**Exercise objective**
Resume the passage about the Atrebates and the Belgae, continuing after its last sentence.

**Page**
★ ★ ★ ★
The Atrebates share their name with a tribe in pre-Roman Gaul (France). Their territory in Britain originally stretched from what is now present day West Sussex, Hampshire and Berkshire.

At the time of the Roman Conquest, the Atrebates were the second most powerful tribe in southern Britain, it was an appeal for help from their king, Verica, which provided the Emperor Claudius with the pretext to launch his invasion on Britain in 43 AD.

Buster hill iron age farm

Buster hill iron age farm

Following the Roman Conquest, the territory of the Atrebates was divided into three separate civitates, one of these was centred at the settlement at Silchester, near Reading. Another major centre, comparable to those at St Albans, Colchester and Stanwick, was at Chichester.

Butser Ancient Farm, an experimental archaeological site in South Downs National Park, Hampshire, displays ongoing constructions of Iron Age buildings based on real sites, crops from prehistory and rare breeds of animals, providing a glimpse at the life of the Atrebates during the Iron Age.

The Belgae

The Belgae were a group of Gallo-Germanic tribes living in northern Gaul, between the English Channel and the west bank of the River Rhine, from at least the 3rd century BC. They sailed across the English Channel into southern Britain in the time of Julius Caesar. Caesar asserted they had first crossed the channel as raiders, only later establishing themselves in Britain. The Belgae was bordered to the North by the British Atrebates, and to the east by the Regnenses, who was possibly also linked to the Belgae. According to the Roman geographer, Ptolemy the territory of the Belgae included not only Winchester but also Bath nearby and a settlement called Ischalis which as yet remains unidentified.
★ ★ ★ ★
**Record set**
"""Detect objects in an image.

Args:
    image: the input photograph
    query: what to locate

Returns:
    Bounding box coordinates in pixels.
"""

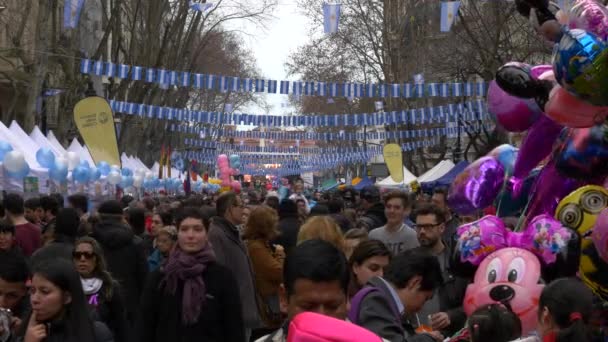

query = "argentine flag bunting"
[440,1,460,32]
[323,4,340,33]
★ ★ ★ ★
**Reply to the task**
The Brigantes

The warlike Brigantes occupied the largest section of what would later become Northern England and a significant part of the Midlands. Their name derives from the Celtic goddess Brigantia. Territorially the largest tribe in Britain, their kingdom, centred in what later became Yorkshire, is referred to as Brigantia.

At the time of the Roman invasion in 43 AD, the Brigantes were amongst the most powerful Celtic tribes in Britain. There remains much evidence of Iron Age settlement in Cumbria, with hill forts, such as those at Castle Crag in Borrowdale and Dunmallard Hill, near Pooley Bridge, Ullswater. The remains at Dunmallard Hill consist of a deep ditch and ramparts. The small fort covers about 1.5 acres and contains the remains of dwellings.

Following the Roman conquest of England in 43 AD, Cumbria remained independent of Roman rule for some time. The Romans marched their armies into Cumbria under Julius Agricola in 79 A.D., and subjugated the native Celtic Brigantes tribes, conquering the whole of the territory. Establishing a fort at Watercrook, near Kendal, they built a road to the naval base at Ravenglass, over the high fells of Wrynose and Hardknott passes. Cohort forts were built along the road to control and dominate the area and strengthen lines of communication. The vast Hard Knott Roman Fort, or Mediobocdum as it was known to the Romans, stands on a bleak plateau, commanding a strategic position below Hard Knott Pass covering three acres.

Under the leadership of their queen, Cartimandua, the Brigantes came to be on cordial terms with the Romans, acting as a "client-kingdom" of the Empire. Cartimandua betrayed Caratacus, ruler of the Catuvellauni tribe to the Romans, thereby depriving Celtic Britain of its most determined resistance leader.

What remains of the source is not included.